-- Start The records --
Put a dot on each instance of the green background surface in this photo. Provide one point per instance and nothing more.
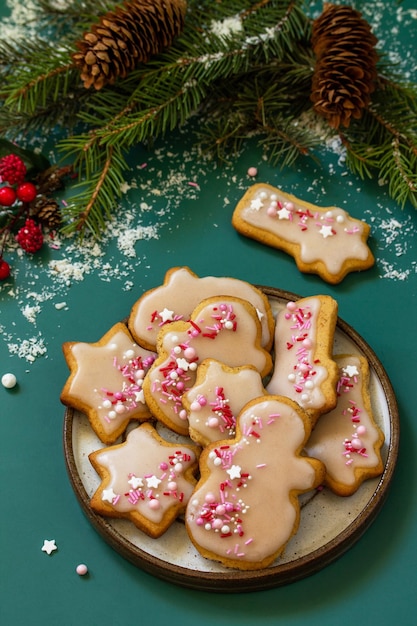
(375, 581)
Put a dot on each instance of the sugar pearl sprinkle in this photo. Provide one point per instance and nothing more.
(126, 399)
(9, 380)
(325, 223)
(150, 489)
(346, 384)
(81, 569)
(302, 343)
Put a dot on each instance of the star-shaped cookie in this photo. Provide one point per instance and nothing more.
(106, 381)
(145, 479)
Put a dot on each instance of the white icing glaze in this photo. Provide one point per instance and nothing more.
(347, 439)
(217, 397)
(181, 293)
(297, 374)
(245, 509)
(108, 379)
(329, 235)
(226, 329)
(144, 476)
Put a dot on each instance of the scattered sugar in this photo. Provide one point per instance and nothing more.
(29, 349)
(156, 192)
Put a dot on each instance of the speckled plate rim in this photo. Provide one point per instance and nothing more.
(277, 575)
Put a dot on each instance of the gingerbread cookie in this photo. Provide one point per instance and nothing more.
(216, 398)
(181, 292)
(324, 241)
(245, 507)
(144, 479)
(106, 381)
(226, 329)
(347, 439)
(304, 369)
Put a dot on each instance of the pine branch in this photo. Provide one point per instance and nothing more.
(92, 206)
(385, 140)
(244, 67)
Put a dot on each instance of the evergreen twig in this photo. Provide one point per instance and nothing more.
(254, 81)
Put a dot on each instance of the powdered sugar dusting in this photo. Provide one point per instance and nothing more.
(160, 193)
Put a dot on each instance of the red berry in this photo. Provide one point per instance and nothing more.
(30, 237)
(12, 169)
(4, 269)
(7, 196)
(26, 192)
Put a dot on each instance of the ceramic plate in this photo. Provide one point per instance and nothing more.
(329, 524)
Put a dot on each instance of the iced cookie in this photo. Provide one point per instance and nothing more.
(245, 507)
(226, 329)
(144, 479)
(347, 439)
(106, 381)
(216, 398)
(181, 292)
(324, 241)
(304, 369)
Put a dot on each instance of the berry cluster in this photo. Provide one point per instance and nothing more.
(15, 195)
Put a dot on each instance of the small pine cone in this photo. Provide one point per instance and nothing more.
(30, 237)
(125, 37)
(345, 72)
(12, 169)
(46, 211)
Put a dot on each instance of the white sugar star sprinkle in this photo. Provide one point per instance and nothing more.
(350, 370)
(153, 482)
(166, 315)
(326, 231)
(183, 364)
(284, 214)
(256, 204)
(234, 471)
(135, 482)
(49, 546)
(108, 495)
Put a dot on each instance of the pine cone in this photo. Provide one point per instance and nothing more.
(345, 72)
(127, 36)
(46, 212)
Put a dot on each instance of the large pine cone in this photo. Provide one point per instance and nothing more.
(123, 38)
(345, 71)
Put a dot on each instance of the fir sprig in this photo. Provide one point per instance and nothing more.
(253, 80)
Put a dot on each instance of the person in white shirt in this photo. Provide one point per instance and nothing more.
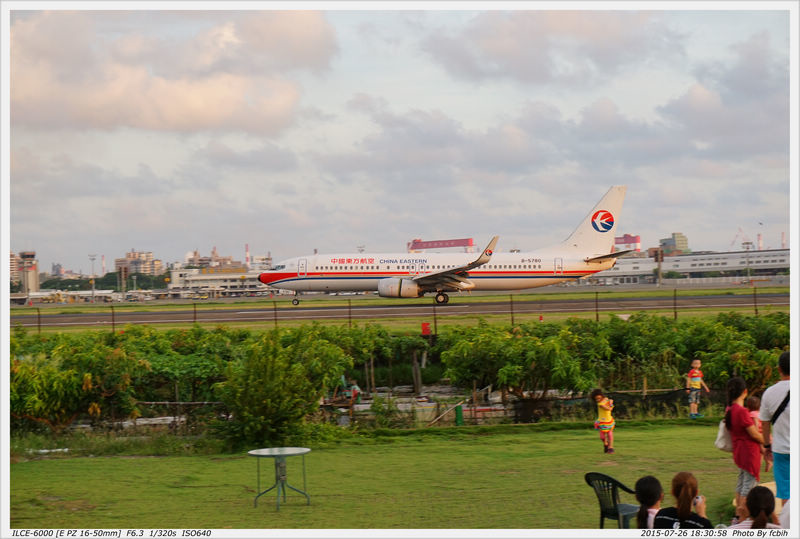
(760, 505)
(771, 401)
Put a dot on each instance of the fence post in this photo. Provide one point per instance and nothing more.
(596, 306)
(755, 301)
(675, 303)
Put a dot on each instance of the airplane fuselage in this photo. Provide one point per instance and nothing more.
(589, 249)
(362, 272)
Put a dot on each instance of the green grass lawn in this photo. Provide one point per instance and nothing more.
(470, 477)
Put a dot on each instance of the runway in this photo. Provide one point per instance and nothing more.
(316, 310)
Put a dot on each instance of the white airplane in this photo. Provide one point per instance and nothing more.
(589, 249)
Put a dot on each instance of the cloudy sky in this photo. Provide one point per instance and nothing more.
(169, 131)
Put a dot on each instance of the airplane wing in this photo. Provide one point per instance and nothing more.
(455, 278)
(609, 256)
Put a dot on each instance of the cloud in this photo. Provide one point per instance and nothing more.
(551, 46)
(739, 110)
(231, 76)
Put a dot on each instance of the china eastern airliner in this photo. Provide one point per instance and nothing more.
(588, 250)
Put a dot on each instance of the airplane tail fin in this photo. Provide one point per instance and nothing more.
(595, 235)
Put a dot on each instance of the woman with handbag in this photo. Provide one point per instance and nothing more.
(747, 441)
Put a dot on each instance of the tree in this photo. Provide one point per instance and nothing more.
(273, 387)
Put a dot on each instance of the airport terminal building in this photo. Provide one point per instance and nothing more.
(733, 266)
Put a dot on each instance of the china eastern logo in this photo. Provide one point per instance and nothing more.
(602, 221)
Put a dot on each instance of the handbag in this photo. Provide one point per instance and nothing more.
(723, 441)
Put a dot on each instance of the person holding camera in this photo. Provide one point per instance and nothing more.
(689, 511)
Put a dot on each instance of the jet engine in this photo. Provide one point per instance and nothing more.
(394, 287)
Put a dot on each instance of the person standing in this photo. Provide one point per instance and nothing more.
(774, 415)
(605, 423)
(694, 383)
(747, 442)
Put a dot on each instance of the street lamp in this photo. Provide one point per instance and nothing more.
(747, 246)
(92, 257)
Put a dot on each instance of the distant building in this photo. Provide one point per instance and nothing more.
(138, 262)
(28, 271)
(628, 243)
(416, 245)
(678, 244)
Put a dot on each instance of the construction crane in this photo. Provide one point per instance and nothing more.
(740, 233)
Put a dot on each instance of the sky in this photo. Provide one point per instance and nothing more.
(170, 131)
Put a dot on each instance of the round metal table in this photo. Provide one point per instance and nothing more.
(279, 454)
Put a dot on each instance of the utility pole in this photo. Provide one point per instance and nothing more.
(747, 246)
(92, 257)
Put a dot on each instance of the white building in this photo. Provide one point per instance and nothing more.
(215, 283)
(635, 270)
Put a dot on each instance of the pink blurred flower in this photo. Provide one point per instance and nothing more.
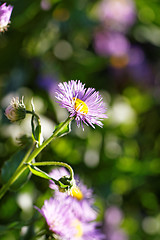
-- End The records --
Problem to solve —
Rewrite all the entries with "Place a marker on" substituted for "Put a dot on" and nothing else altered, leaving the pictures out.

Response below —
Place a marker on each instance of the green background surface in this photo. Provide one point per instance and nothing more.
(375, 581)
Place a marker on each instance of the sugar pearl sprinkle in this photo. Provide one point per instance and nothing more.
(126, 399)
(9, 380)
(325, 223)
(150, 489)
(346, 384)
(81, 569)
(302, 343)
Place a marker on each instance of the star-shaped cookie in this photo. Provide one point per instance and nothing more.
(106, 381)
(145, 479)
Place a marker on each instance of the white icing glaze in this photo. Provide one point per instance and nothing more.
(347, 439)
(217, 397)
(181, 293)
(297, 374)
(245, 509)
(108, 379)
(329, 235)
(226, 329)
(144, 476)
Place a marker on each instance of the scattered sugar in this photo. Provide one point per instance and nothing more.
(29, 349)
(156, 192)
Place a marker on each instance of the speckled plate rim in this photo. Provide one point per instance and nothing more.
(277, 575)
Place a marker on each instance of the gingerbread cookie in this photo. Provide one point per instance and nothing more.
(216, 398)
(181, 292)
(324, 241)
(245, 507)
(144, 479)
(106, 381)
(226, 329)
(347, 439)
(304, 369)
Place a marker on each instance of the pine branch in this photo. Provide one point per instance and nothing more.
(92, 206)
(385, 140)
(244, 67)
Place a marker on each instance of the evergreen twig in this photo. Provide one point per instance and nothing more.
(254, 81)
Place a marker on each instance of the powdered sugar dusting in this photo. Provide one point per instance and nothing more.
(160, 193)
Place a marker on each instance of the red berry in this photo. Provide one point per instance and nothing more.
(30, 237)
(12, 169)
(4, 269)
(7, 196)
(26, 192)
Place a marker on each instance of the ceramic plate in this photo. Provide one point per instance and nothing more.
(329, 524)
Place a marker on each instance of the iced cookie in this photo. Provide one point per instance and nothing more.
(245, 507)
(226, 329)
(144, 479)
(347, 439)
(106, 381)
(216, 398)
(181, 292)
(324, 241)
(304, 369)
Place a marker on each instance of the berry cluster in this photo. Provide one point per instance and nothing more.
(15, 195)
Place a marker on each instance of the small pine cone in this photo. Provide one point per instance and nothing more.
(30, 237)
(125, 37)
(345, 72)
(12, 169)
(46, 211)
Place a marker on each instance of the white sugar star sprinkle in this photo. Provide one point per instance and nothing more.
(350, 370)
(153, 482)
(166, 315)
(326, 231)
(183, 364)
(284, 214)
(256, 204)
(234, 471)
(135, 482)
(49, 546)
(108, 495)
Place a marker on each instance of the pine cone in this photo. Provide one point per instance and nothing more.
(345, 72)
(127, 36)
(46, 212)
Place a marker on each instance of the large pine cone in this photo. Provide one point per instance and nothing more.
(123, 38)
(345, 71)
Place a marker on each instance of the fir sprig in this photo. Provide one point per instance and nothing more.
(253, 80)
Place a marker on each instance of the person in white shirt in this photo. Provide one point per instance and nothing more.
(760, 505)
(771, 401)
Place a marker on each instance of the fence post in this photo. Provide one point per instance and nothing more.
(596, 306)
(755, 301)
(675, 303)
Place a marker on each instance of the airplane fuselage in this photo. Provide one point per instance and nothing more.
(589, 249)
(362, 272)
Place a marker on each instance of the green grass lawn in this photo. Provide one point per instance and nothing more.
(470, 477)
Place a marker on each instance of the runway in this photo. Provide one point per instance and nothing more.
(316, 310)
Place a marker on each instance of the white airplane in this photo. Provide one point per instance and nothing more.
(589, 249)
Place a marker on each instance of the cloudy sky in this photo. Provide one point per instance and nothing more.
(169, 131)
Place a marker on each instance of the airplane wing in this photo. Provide one point per instance and nothing more.
(455, 278)
(609, 256)
Place a marker on each instance of the cloud in this photo. Provide one point per instance and nothing more.
(551, 46)
(739, 110)
(231, 76)
Place a marker on each instance of the china eastern airliner in this photo. Provide one point per instance and nothing more.
(588, 250)
Place a marker on each instance of the airplane tail fin in this photo. Provide one point per instance and nothing more.
(595, 235)
Place a marker on each instance of the woman with handbag in this photo. Provide one point per instance and nothing more.
(747, 441)
Place a marker on each instance of the tree in this photo. Provide one point per instance and nothing more.
(273, 387)
Place a marker on each instance of the airport terminal building in this photo. Provide one point per instance and nothing more.
(733, 266)
Place a marker on each instance of the china eastern logo in this photo. Provide one point per instance and nothing more.
(602, 221)
Place a marker on each instance of the handbag in this photo. Provide one point per instance and nothing more.
(723, 441)
Place a marker on each instance of the person holding camera in this photo. Provide one point per instance and nothing more.
(689, 511)
Place a marker on each instance of the jet engine in this photo. Provide one point per instance and nothing more.
(394, 287)
Place a marker on each instance of the person standing in this photo. Provide one point per instance and nothing more.
(774, 415)
(605, 423)
(694, 383)
(747, 442)
Place a marker on each instance of the street lamp in this photo. Provide one point per instance and nothing more.
(747, 246)
(92, 257)
Place a marker on each instance of the distant building in this photo. Provide one point per instance and nothing more.
(138, 262)
(28, 271)
(628, 243)
(416, 245)
(678, 244)
Place a marker on each instance of the construction crane in this photo. Provide one point per instance and nothing more.
(740, 233)
Place a marker on each instance of the sky in this photo. Provide one point per instance and nothing more.
(170, 131)
Place a marker on each instance of the round metal table in this photo. Provide one point per instance and nothing more.
(279, 454)
Place a marker on each instance of the utility pole in this photo. Provide one point per instance and nothing more.
(747, 246)
(92, 257)
Place a marker on each instance of the white building in this photo. Provide one point per instance and nothing more.
(215, 283)
(635, 270)
Place a marker on each instance of the pink blurred flower in this photo. Provide one point per instance and nothing more.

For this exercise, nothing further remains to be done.